What needs to be done -> Return every line of the material exactly.

Dataset entries ->
——
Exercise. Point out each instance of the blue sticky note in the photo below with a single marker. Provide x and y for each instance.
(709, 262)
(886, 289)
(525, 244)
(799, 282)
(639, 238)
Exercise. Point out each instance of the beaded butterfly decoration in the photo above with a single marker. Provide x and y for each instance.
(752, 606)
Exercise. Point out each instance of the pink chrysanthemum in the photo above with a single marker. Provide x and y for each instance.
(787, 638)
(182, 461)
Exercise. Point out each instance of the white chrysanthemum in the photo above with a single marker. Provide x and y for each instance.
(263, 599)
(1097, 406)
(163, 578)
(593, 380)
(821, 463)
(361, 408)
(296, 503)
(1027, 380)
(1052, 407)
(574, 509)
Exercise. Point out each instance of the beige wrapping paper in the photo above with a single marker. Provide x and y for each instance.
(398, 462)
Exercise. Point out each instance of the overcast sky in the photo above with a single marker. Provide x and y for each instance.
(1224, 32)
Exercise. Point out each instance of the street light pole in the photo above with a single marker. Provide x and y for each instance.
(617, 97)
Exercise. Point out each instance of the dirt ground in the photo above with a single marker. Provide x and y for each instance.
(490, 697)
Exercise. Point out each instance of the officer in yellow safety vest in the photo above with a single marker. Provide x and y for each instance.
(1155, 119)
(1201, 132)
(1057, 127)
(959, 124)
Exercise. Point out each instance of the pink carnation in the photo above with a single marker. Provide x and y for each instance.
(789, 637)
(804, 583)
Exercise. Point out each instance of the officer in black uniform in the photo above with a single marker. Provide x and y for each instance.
——
Response for this exercise ->
Exercise. Point out each instance of the blue sticky note in the photo below with a single marker. Provide x and y for each instance.
(709, 262)
(886, 289)
(525, 244)
(799, 282)
(639, 238)
Exercise. Point out each instance of the beaded butterfly decoration in the photo above with a single marker. Provide x and y for each instance.
(752, 606)
Exercise. Point out each instance of the pink chrysanthemum in the photo above with a single marker. Provide x and y for each instance.
(787, 638)
(182, 461)
Exercise. Point out each instance of the white chrysanthemum in the photo above with a single marker. Provide x and y for each instance.
(263, 599)
(1097, 406)
(163, 578)
(593, 380)
(821, 463)
(361, 408)
(296, 503)
(1027, 380)
(1052, 407)
(574, 509)
Exercise. Point out each instance of the beige wrapping paper in the photo above with a single marker. Provide x and y for each instance.
(398, 462)
Exercise. Point out each instance of the overcast sky in the photo above with a single marker. Provide x and y for each instance.
(1224, 32)
Exercise. Point out each instance of the street light pole in the photo above with a single marker. Provide x and y for each instance.
(617, 97)
Exercise. Point out each instance of the dirt ground in the photo above with a single marker. Provide x and y for each instance.
(490, 697)
Exercise. Point out each instance of the officer in yellow safety vest in the photo above with a single marker. Provide x and y for each instance.
(1155, 119)
(1201, 132)
(1057, 127)
(959, 124)
Exercise. Point out each instance of the pink carnation in the photo above with a single marker. Provide x and y for each instance.
(789, 637)
(804, 583)
Exercise. Point out each instance of the officer in black uniform in the photo above with a single marker. Provide x and y for each instance.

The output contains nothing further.